TEXT FOR ANALYSIS:
────────────────────

Director/Screenplay – Kevin Khachan, Producers – Kevin Khachan & Jason Von Drayco, Photography – Jason Von Drayco. Production Company – Studio Magnetica/Diym Production.
Cast
Kasia Stelmach (Prisoner 371113), Lorry D’Ercole (Passer-By), Jasmine Evans (Eyes), Martin Cohen (Apple), Alicia Cantero (Monitor), Charlotte Coquelin (Prisoner 70123), Tessa Neilson (Prisoner 13558), Alex Yazbeck (Prisoner 180102)
Plot
Australia, 2053. To deal with a high crime rate and prison overcrowding, the government has created the Box Program where prisoners face the choice either of instant execution or spending their sentence confined to a box isolated in the countryside. Food and supplies are only sent at the discretion of those who choose to come and visit. One woman struggles to deal with a sentence of seven years while locked in a container only a few feet wide.
Box: Metaphor was the third film for director Kevin Khachan who had previously made the horror film Red Rabbit Lodge (2019) and the SF film True Love Inc (2023), which appears to be currently unreleased, and subsequently the horror film It Becomes Her (2024).
Box: Metaphor sets up the idea of a future Prison and a severe set of social circumstances, while the very title creates the idea that the box is a metaphor or allegory of something, the implication being that we will find out throughout the course of the film. When I initially came across the film, I was hoping for something that would be a fascinating intellectual puzzle like Cube (1997) or maybe even the biting allegory of the other great Australian future prison film Dead-End Drive-In (1986); I ended up severely disappointed.
Kasia Stelmach in her container prison
In actuality, what we get is a film that spends almost all of 87-minute running time inside what look like shipping containers that have been converted into prison sets. There is no real plot to anything that happens – just scenes of Kasia Stelmach and others sweating, starving and suffering in the boxes and their occasional interactions with others. Moreover, all of these scenes are shot in darkness with only narrow bands of light coming through and/or closeups – the cells have barely enough room for the prisoners to walk around in. Mostly the film focuses on Kasia Stelmach, but other prisoners are also depicted, although we are never told what crimes any of them have been convicted for.

────────────────────

EXTRACTED DATA:
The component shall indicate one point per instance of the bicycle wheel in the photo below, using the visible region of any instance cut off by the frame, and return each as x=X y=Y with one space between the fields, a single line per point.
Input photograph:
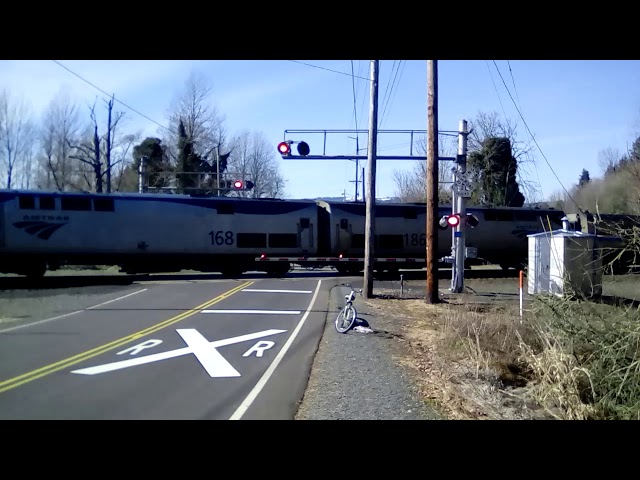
x=345 y=319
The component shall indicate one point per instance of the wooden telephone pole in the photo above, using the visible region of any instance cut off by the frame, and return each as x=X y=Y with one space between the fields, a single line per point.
x=369 y=232
x=432 y=182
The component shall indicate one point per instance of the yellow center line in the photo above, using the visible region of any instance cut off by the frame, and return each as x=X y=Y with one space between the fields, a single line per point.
x=54 y=367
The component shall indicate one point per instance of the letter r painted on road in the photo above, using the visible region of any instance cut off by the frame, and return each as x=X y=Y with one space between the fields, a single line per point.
x=259 y=348
x=206 y=352
x=136 y=349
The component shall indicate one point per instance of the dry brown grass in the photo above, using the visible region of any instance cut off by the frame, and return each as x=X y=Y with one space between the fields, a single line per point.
x=466 y=362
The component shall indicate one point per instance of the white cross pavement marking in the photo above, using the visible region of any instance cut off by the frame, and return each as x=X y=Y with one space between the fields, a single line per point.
x=195 y=346
x=263 y=312
x=210 y=358
x=275 y=291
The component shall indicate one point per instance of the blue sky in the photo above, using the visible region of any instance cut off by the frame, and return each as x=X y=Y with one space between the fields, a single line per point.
x=574 y=109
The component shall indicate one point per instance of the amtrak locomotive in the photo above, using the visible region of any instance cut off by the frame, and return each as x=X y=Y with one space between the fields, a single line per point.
x=146 y=233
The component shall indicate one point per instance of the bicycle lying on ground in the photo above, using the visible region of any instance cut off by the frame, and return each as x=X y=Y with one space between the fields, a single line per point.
x=347 y=316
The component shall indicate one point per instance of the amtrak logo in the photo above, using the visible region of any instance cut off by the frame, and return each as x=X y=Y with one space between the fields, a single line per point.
x=42 y=230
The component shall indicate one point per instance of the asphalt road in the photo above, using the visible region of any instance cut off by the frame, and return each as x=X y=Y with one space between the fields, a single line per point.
x=220 y=349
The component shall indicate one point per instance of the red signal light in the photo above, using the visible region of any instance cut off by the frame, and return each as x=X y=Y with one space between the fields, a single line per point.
x=453 y=220
x=284 y=148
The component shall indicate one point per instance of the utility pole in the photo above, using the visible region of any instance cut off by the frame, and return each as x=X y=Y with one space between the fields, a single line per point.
x=432 y=182
x=141 y=174
x=218 y=171
x=369 y=233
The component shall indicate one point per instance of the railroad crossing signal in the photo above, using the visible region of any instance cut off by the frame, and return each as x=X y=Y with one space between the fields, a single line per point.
x=285 y=148
x=447 y=221
x=453 y=221
x=462 y=186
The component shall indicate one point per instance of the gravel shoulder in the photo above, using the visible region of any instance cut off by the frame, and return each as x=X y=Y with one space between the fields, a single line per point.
x=355 y=376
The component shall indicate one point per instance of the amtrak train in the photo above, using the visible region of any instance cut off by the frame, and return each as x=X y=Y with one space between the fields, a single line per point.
x=151 y=233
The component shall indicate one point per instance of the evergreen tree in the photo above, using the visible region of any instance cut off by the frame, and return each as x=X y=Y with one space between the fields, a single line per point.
x=494 y=171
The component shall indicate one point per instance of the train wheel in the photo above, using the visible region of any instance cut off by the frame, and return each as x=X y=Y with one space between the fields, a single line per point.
x=34 y=270
x=231 y=272
x=279 y=269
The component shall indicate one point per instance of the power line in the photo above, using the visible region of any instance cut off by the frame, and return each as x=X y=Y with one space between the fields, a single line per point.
x=386 y=91
x=532 y=137
x=328 y=69
x=496 y=89
x=111 y=95
x=393 y=92
x=504 y=112
x=514 y=83
x=353 y=87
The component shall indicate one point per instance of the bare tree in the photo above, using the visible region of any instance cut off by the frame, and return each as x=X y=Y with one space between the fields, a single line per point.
x=252 y=158
x=61 y=126
x=16 y=134
x=204 y=125
x=96 y=153
x=490 y=125
x=608 y=159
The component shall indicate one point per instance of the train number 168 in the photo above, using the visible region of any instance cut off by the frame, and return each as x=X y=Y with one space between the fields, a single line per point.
x=221 y=238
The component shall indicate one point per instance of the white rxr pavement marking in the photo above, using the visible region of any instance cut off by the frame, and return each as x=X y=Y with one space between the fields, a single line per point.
x=253 y=394
x=212 y=361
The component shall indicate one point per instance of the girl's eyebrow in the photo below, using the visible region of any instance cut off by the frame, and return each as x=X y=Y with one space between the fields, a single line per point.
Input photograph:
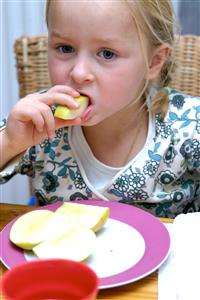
x=105 y=40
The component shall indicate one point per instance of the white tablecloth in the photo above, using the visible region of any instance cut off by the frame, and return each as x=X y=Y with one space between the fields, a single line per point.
x=179 y=276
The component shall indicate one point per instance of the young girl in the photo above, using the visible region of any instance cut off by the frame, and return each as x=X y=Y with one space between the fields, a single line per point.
x=138 y=142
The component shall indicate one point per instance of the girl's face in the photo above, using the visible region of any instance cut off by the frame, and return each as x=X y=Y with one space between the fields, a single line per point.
x=94 y=48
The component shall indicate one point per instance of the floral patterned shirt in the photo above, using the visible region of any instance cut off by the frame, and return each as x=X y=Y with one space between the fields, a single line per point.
x=165 y=183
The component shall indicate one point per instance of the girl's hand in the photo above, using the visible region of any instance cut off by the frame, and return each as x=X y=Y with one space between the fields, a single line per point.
x=31 y=120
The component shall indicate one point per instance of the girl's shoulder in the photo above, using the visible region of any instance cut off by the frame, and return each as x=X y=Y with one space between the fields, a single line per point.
x=181 y=102
x=183 y=108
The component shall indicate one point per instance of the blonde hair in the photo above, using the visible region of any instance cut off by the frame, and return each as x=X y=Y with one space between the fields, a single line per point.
x=155 y=19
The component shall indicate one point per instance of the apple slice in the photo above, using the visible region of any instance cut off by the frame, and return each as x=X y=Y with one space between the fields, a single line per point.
x=63 y=112
x=77 y=243
x=30 y=229
x=90 y=216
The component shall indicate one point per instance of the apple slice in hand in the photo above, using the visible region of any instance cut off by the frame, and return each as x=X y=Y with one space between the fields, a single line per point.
x=76 y=243
x=63 y=112
x=90 y=216
x=30 y=229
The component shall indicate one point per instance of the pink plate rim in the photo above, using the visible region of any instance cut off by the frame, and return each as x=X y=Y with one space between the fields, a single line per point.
x=153 y=231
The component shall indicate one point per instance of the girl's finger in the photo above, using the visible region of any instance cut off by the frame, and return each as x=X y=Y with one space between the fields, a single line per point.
x=49 y=121
x=59 y=123
x=32 y=114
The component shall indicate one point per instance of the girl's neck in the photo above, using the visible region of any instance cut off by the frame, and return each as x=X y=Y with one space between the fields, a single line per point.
x=118 y=139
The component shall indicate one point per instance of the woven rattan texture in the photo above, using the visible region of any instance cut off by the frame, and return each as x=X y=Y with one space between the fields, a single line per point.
x=32 y=70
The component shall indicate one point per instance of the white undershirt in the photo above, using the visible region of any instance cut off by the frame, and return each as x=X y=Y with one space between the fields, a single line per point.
x=96 y=172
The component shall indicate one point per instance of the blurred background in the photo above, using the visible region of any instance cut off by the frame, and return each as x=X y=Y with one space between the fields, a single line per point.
x=26 y=17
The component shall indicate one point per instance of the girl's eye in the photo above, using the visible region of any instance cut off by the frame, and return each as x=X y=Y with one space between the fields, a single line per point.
x=65 y=49
x=107 y=54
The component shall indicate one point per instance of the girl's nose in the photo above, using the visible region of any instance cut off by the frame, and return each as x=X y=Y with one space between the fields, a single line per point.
x=81 y=72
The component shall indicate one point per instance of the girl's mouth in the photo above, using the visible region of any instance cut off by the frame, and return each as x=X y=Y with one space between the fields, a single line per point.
x=87 y=113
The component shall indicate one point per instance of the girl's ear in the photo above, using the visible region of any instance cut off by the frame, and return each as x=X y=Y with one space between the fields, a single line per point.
x=157 y=60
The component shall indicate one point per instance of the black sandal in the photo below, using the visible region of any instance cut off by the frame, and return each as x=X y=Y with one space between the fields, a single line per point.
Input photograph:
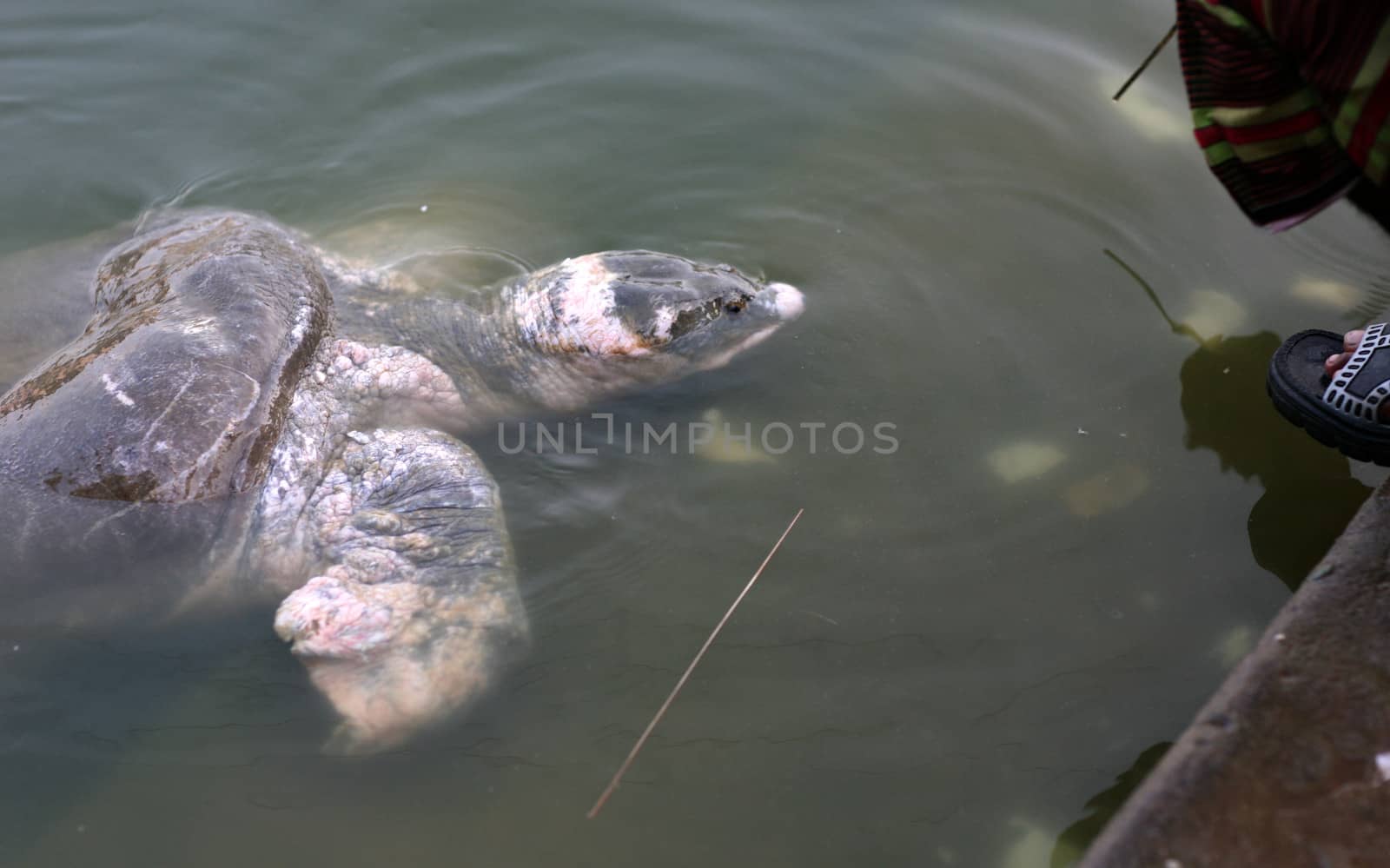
x=1343 y=412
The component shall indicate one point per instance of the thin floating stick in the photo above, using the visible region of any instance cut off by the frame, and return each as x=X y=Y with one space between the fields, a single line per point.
x=1183 y=328
x=660 y=711
x=1144 y=66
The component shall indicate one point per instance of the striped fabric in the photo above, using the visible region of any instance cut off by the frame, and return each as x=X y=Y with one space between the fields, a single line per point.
x=1290 y=99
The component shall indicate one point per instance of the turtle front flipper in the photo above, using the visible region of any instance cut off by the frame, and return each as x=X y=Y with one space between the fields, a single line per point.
x=420 y=606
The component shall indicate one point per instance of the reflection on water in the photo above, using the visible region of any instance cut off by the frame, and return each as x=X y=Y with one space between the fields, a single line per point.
x=1102 y=807
x=1310 y=494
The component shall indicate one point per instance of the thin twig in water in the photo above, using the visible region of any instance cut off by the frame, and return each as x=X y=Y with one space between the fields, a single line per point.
x=1144 y=66
x=1183 y=328
x=660 y=711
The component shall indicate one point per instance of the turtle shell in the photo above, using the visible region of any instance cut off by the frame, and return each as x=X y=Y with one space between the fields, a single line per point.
x=181 y=383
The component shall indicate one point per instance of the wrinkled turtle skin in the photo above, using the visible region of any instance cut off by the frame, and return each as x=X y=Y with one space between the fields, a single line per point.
x=248 y=419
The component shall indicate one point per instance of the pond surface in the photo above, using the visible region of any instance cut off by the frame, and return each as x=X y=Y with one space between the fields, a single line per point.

────────────────────

Can you copy the film review starting with "Director/Screenplay – Kevin" and going on through "few feet wide.", but change "Box Program" to "Container Program"? The material has nothing to do with the film review.

Director/Screenplay – Kevin Khachan, Producers – Kevin Khachan & Jason Von Drayco, Photography – Jason Von Drayco. Production Company – Studio Magnetica/Diym Production.
Cast
Kasia Stelmach (Prisoner 371113), Lorry D’Ercole (Passer-By), Jasmine Evans (Eyes), Martin Cohen (Apple), Alicia Cantero (Monitor), Charlotte Coquelin (Prisoner 70123), Tessa Neilson (Prisoner 13558), Alex Yazbeck (Prisoner 180102)
Plot
Australia, 2053. To deal with a high crime rate and prison overcrowding, the government has created the Container Program where prisoners face the choice either of instant execution or spending their sentence confined to a box isolated in the countryside. Food and supplies are only sent at the discretion of those who choose to come and visit. One woman struggles to deal with a sentence of seven years while locked in a container only a few feet wide.